▶ Problem requirements
Print the data that follows, exactly and completely.
** Opening Data shown block **
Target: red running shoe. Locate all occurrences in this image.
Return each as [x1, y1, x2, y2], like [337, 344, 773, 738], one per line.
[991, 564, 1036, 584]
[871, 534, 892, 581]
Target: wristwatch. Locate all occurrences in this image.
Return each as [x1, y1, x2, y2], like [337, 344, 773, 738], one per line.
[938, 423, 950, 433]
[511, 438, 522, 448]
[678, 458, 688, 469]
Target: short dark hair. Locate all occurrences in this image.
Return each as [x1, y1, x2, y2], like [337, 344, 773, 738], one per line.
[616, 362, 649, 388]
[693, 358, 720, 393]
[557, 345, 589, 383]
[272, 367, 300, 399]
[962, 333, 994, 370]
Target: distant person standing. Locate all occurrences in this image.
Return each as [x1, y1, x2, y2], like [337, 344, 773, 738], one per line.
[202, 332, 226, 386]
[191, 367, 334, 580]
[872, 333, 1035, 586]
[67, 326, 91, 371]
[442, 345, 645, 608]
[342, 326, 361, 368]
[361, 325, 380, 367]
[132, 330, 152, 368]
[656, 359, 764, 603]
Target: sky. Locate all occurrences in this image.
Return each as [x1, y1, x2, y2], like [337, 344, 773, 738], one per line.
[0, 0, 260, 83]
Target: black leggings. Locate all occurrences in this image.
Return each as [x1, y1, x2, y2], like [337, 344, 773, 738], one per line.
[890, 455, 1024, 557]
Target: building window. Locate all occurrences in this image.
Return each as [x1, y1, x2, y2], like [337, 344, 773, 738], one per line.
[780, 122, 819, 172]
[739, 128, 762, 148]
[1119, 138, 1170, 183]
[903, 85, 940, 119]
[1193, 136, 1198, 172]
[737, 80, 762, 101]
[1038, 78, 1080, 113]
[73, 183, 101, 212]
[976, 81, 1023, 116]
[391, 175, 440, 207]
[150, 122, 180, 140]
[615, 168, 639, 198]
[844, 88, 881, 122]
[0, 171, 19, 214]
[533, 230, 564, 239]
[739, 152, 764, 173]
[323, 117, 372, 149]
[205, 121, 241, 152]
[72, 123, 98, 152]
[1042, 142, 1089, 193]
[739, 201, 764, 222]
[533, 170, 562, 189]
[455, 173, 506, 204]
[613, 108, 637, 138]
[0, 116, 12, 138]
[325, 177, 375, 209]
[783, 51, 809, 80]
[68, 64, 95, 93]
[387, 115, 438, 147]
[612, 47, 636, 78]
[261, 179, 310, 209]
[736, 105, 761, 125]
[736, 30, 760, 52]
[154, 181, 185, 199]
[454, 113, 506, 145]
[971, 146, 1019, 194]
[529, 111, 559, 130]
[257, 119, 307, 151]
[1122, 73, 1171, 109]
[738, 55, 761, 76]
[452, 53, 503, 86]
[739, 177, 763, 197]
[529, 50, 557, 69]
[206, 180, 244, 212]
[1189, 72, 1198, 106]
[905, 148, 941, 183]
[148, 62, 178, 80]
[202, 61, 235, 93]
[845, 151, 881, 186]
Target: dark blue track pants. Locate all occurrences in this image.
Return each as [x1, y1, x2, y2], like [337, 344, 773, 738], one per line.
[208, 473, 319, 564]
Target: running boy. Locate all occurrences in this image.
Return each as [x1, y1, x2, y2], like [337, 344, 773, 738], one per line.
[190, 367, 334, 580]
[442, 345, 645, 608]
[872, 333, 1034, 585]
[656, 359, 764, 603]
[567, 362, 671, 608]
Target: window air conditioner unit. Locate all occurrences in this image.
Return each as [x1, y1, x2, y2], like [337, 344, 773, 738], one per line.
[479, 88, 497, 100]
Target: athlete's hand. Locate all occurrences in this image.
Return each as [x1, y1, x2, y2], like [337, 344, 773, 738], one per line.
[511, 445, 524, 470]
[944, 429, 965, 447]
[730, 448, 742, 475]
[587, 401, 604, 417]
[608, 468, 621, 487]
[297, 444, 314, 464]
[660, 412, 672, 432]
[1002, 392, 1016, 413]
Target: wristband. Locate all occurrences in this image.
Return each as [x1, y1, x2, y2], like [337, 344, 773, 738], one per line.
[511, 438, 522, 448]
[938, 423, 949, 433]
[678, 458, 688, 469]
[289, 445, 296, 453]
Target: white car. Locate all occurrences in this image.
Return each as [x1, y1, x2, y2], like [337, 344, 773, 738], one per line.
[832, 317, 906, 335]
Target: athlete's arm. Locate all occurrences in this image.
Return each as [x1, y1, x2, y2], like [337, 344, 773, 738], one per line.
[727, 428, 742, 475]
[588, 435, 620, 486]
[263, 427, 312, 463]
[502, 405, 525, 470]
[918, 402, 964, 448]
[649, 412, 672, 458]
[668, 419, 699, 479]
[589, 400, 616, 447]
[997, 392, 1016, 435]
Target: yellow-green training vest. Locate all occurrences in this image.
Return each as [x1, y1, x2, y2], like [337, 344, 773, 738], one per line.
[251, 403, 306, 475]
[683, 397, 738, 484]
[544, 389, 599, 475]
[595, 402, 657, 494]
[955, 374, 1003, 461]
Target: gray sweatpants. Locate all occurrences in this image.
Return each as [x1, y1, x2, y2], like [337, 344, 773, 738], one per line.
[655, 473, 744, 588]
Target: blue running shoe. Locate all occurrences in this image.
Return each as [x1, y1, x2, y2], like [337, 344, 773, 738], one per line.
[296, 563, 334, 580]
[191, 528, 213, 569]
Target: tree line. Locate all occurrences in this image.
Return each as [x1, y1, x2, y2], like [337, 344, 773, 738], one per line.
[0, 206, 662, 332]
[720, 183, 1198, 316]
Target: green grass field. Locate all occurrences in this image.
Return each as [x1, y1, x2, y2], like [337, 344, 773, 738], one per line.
** Closing Data shown block **
▶ Reply
Target: red running shoe. Locate all occurrences in this image.
Return each as [x1, y1, x2, y2], like [337, 344, 773, 738], one per line.
[991, 564, 1036, 584]
[871, 534, 892, 581]
Target: wristwatch. Locate all occurrences in this image.
Return each as [x1, y1, x2, y2], like [337, 344, 773, 738], one per line.
[938, 423, 950, 433]
[511, 438, 522, 448]
[678, 458, 688, 469]
Target: short dark hair. Locate all occurrences in this image.
Return each as [x1, y1, x2, y2], like [337, 344, 773, 738], one per line.
[616, 362, 649, 388]
[693, 358, 720, 393]
[557, 345, 589, 383]
[272, 367, 300, 399]
[962, 333, 994, 370]
Target: distant person standing. Locate all occurrences in this image.
Return each as [x1, y1, x2, y2], like [337, 344, 773, 738], one per line.
[202, 332, 226, 386]
[191, 367, 334, 580]
[872, 333, 1035, 586]
[67, 326, 91, 371]
[442, 345, 645, 608]
[342, 326, 361, 368]
[361, 325, 380, 367]
[132, 330, 152, 368]
[656, 359, 764, 603]
Target: sky. Locate all occurrences in this image.
Return each as [x1, y1, x2, y2], like [337, 344, 773, 738], one per line.
[0, 0, 260, 83]
Target: black leggings. Locate all occurrences in this image.
Return each as [x1, y1, x2, y2], like [337, 344, 773, 738], one per line.
[890, 455, 1024, 557]
Target: building window. Locate all occurrences in this image.
Return each as [x1, y1, x2, y2], like [337, 344, 773, 738], one per line.
[780, 122, 819, 172]
[739, 128, 762, 148]
[1119, 138, 1170, 183]
[903, 85, 940, 119]
[1193, 136, 1198, 172]
[737, 80, 762, 101]
[1038, 78, 1080, 113]
[73, 183, 101, 212]
[976, 81, 1023, 116]
[391, 175, 440, 207]
[150, 122, 180, 140]
[615, 168, 639, 198]
[844, 88, 881, 122]
[0, 171, 19, 214]
[533, 230, 564, 239]
[739, 152, 764, 173]
[323, 117, 372, 149]
[205, 121, 241, 152]
[72, 123, 98, 152]
[1042, 142, 1089, 193]
[739, 201, 764, 222]
[533, 170, 562, 189]
[455, 173, 506, 204]
[613, 108, 637, 138]
[0, 116, 12, 138]
[325, 177, 375, 209]
[783, 51, 809, 80]
[68, 64, 95, 93]
[387, 115, 438, 147]
[612, 47, 636, 78]
[261, 179, 310, 209]
[736, 105, 761, 125]
[736, 30, 760, 52]
[154, 181, 185, 199]
[454, 113, 506, 145]
[971, 146, 1019, 194]
[529, 111, 559, 130]
[257, 119, 307, 151]
[1122, 73, 1171, 109]
[738, 55, 761, 76]
[452, 53, 503, 86]
[739, 177, 763, 197]
[529, 50, 557, 69]
[206, 180, 244, 212]
[1189, 72, 1198, 106]
[905, 148, 941, 183]
[148, 62, 178, 80]
[202, 61, 235, 93]
[845, 151, 881, 186]
Target: dark blue track pants. Locate all occurrences in this image.
Return each as [x1, y1, x2, y2], like [337, 344, 773, 738], one per line.
[208, 473, 319, 564]
Target: running boy. Locate all occurrences in this image.
Return each as [x1, y1, x2, y2], like [337, 344, 773, 738], one per line.
[190, 367, 334, 580]
[442, 345, 645, 608]
[872, 333, 1034, 585]
[656, 359, 764, 603]
[567, 362, 671, 608]
Target: window air conditioner unit. Locate all occurrences in this image.
Return each as [x1, y1, x2, y2], like [337, 344, 773, 738], one per line.
[479, 88, 497, 100]
Target: athlete's hand. Locate all occurrences in this image.
Return each as [x1, y1, x2, y2], like [337, 344, 773, 738], one per line.
[511, 445, 524, 470]
[944, 429, 965, 447]
[730, 448, 742, 475]
[587, 401, 604, 417]
[608, 468, 621, 487]
[297, 444, 314, 464]
[660, 412, 672, 432]
[1002, 392, 1016, 413]
Target: wristband. Locate all occurrences in this image.
Return each as [x1, y1, x2, y2], like [337, 344, 773, 738], one per line.
[511, 438, 522, 448]
[938, 423, 949, 433]
[678, 458, 688, 469]
[289, 445, 296, 453]
Target: white car. Locate all occurrences in this image.
Return each as [x1, y1, x2, y2], like [337, 344, 773, 738], one per line.
[832, 317, 906, 335]
Target: athlete's arm. Locate all occurrences in this image.
Return each as [x1, y1, x2, y2], like [337, 344, 773, 738], one per line.
[727, 428, 742, 475]
[588, 435, 620, 486]
[263, 427, 312, 463]
[502, 405, 525, 470]
[918, 402, 964, 448]
[649, 412, 672, 458]
[668, 419, 699, 479]
[589, 400, 616, 447]
[997, 392, 1016, 435]
Target: yellow-green training vest. Locate all occurrences in this image.
Return each as [x1, y1, x2, y2], like [337, 344, 773, 738], one per line.
[251, 403, 306, 475]
[683, 397, 738, 484]
[544, 389, 599, 475]
[595, 402, 657, 494]
[955, 374, 1003, 461]
Target: gray sweatpants. Locate all occurrences in this image.
Return each as [x1, y1, x2, y2], like [337, 344, 773, 738], one per line.
[655, 473, 744, 588]
Target: blue running shoe. Locate all occurrences in this image.
Return each as [x1, y1, x2, y2], like [337, 344, 773, 738], one per line.
[296, 563, 334, 580]
[191, 528, 213, 569]
Target: tree line. Locate all occurrences in this image.
Return each as [x1, y1, x2, y2], like [337, 344, 773, 738], one per line.
[0, 206, 662, 332]
[720, 183, 1198, 316]
Target: green grass field. Locate all occurrences in this image.
Return each as [x1, y1, x2, y2], like [337, 344, 773, 738], one per line.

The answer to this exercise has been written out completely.